(Dataset entries)

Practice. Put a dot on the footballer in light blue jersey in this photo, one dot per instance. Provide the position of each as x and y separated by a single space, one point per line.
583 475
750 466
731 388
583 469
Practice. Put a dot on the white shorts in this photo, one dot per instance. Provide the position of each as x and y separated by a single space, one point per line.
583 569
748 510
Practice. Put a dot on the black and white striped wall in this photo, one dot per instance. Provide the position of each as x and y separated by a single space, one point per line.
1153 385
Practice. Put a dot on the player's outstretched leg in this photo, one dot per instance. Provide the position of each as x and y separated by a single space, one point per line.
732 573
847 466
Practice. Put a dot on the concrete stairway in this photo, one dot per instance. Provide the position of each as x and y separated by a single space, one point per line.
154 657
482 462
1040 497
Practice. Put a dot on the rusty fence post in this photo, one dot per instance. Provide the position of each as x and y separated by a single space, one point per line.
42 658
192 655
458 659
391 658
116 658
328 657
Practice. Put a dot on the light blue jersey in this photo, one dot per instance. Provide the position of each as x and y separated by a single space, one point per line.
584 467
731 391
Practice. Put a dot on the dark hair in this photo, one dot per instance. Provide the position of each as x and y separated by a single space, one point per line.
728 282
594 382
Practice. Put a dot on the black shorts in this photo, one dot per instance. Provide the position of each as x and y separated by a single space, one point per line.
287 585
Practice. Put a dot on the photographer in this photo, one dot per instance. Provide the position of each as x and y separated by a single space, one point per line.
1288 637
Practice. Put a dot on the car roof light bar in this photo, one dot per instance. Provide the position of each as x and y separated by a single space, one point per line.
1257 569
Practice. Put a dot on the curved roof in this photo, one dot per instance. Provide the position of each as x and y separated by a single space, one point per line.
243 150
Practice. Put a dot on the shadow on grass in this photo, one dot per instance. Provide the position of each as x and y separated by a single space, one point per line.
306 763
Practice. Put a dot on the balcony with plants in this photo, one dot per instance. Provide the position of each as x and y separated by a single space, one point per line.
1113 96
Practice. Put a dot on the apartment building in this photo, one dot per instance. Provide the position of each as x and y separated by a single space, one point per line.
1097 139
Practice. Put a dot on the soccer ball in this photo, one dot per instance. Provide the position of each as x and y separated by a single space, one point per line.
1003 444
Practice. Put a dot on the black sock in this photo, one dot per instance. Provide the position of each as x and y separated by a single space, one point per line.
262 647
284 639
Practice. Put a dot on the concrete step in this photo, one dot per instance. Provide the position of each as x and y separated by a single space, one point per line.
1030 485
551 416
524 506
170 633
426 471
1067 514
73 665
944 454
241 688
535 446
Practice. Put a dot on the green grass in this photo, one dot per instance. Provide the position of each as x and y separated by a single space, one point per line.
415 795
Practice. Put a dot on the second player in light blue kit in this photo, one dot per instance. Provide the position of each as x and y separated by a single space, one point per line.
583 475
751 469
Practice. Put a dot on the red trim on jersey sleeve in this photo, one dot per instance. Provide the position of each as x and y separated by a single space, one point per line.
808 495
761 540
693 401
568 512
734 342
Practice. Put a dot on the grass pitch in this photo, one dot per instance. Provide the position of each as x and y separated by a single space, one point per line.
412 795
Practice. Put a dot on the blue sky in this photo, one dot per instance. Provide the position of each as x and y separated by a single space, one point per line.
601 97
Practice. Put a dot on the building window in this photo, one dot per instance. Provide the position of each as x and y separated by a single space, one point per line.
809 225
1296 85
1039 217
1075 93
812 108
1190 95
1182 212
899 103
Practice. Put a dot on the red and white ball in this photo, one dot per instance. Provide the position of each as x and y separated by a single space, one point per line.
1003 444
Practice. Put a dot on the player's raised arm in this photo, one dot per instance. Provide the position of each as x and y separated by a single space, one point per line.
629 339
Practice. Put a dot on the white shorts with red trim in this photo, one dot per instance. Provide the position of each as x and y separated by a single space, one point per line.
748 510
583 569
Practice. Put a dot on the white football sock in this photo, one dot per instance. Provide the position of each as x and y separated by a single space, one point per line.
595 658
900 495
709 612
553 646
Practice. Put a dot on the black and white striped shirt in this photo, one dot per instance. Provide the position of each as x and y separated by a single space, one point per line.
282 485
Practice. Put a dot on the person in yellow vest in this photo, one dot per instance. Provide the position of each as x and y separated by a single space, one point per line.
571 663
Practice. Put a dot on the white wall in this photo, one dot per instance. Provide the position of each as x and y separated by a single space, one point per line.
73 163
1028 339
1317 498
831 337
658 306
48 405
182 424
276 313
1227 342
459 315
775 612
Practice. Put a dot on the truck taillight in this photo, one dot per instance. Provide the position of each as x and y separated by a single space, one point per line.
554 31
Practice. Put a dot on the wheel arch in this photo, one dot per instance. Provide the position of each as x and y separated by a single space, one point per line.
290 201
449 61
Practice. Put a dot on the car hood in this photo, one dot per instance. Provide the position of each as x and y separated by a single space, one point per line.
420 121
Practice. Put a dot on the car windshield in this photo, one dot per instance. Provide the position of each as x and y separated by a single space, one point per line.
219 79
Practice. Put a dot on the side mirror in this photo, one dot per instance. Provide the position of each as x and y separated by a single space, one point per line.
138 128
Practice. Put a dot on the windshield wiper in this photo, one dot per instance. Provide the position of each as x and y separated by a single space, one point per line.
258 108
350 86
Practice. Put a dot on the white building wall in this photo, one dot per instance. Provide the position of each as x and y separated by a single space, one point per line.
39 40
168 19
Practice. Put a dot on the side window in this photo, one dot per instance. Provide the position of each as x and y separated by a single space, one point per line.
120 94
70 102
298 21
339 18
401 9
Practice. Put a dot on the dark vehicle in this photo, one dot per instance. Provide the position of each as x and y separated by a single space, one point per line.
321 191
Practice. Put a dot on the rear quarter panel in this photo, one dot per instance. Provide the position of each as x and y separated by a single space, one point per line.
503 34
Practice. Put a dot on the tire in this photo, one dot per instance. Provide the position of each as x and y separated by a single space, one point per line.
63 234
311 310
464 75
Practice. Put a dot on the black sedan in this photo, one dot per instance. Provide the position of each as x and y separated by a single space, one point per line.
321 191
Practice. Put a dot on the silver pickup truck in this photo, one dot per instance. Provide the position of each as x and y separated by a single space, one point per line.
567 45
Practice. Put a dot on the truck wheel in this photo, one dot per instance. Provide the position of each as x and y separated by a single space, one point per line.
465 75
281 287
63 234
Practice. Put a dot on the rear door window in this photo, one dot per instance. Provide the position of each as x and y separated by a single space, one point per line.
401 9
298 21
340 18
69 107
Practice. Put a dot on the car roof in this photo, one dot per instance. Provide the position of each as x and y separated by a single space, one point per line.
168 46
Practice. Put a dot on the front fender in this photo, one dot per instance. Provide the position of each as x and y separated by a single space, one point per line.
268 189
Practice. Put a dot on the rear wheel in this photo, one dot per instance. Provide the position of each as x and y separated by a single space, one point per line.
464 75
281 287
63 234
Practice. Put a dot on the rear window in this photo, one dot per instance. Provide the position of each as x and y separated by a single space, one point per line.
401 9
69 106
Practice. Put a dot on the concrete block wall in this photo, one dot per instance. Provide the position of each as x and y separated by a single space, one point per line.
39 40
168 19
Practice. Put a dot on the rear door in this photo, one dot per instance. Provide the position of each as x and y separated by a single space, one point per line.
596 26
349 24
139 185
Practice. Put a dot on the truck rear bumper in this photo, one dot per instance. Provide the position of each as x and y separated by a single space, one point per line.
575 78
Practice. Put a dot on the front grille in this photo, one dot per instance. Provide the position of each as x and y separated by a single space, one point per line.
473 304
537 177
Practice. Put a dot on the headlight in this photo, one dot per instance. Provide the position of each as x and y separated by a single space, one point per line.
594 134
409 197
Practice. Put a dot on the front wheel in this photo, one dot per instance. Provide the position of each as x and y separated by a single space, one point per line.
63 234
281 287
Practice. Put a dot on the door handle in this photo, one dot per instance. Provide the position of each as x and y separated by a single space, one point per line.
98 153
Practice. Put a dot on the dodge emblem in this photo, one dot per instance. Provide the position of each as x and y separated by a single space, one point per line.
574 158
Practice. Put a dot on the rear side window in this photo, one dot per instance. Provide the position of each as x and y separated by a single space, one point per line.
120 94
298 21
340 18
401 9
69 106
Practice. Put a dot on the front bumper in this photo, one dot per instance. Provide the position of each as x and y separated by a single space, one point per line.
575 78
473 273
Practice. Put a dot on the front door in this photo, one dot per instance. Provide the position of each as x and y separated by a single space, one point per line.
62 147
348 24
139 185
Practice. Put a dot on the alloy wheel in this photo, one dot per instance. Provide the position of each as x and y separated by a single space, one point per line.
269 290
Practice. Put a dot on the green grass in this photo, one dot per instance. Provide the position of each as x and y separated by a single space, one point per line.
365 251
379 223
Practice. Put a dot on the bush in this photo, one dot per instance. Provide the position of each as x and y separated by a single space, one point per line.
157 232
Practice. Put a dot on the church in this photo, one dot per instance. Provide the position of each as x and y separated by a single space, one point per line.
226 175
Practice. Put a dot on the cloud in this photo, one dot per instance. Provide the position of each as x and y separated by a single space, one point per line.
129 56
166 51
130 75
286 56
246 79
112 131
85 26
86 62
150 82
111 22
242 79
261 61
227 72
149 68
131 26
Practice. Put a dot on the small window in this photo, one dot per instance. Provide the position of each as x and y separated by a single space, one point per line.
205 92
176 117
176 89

(End Dataset entries)

» **Task requirements**: All lines from the one containing "Practice. Put a dot on the church" through the end of the material should be restated exactly, with both end lines kept.

» **Task answer**:
Practice. Put a dot on the church in this photo, one dot per instance. Provide the position of each as x and y separated by a single space, one point per line.
226 175
Practice. Put a dot on the cloud in this photo, one dot per instance. Provide the position of each as x and y separated by a single space, one point per line.
129 56
166 51
130 75
286 56
246 79
112 131
85 26
86 62
150 82
111 22
242 79
261 61
227 72
149 68
131 26
Practice. Put a dot on the small window in this photo, one dot per instance. Provide the position of each as x and y separated by a single space, one point per line.
205 92
176 117
176 89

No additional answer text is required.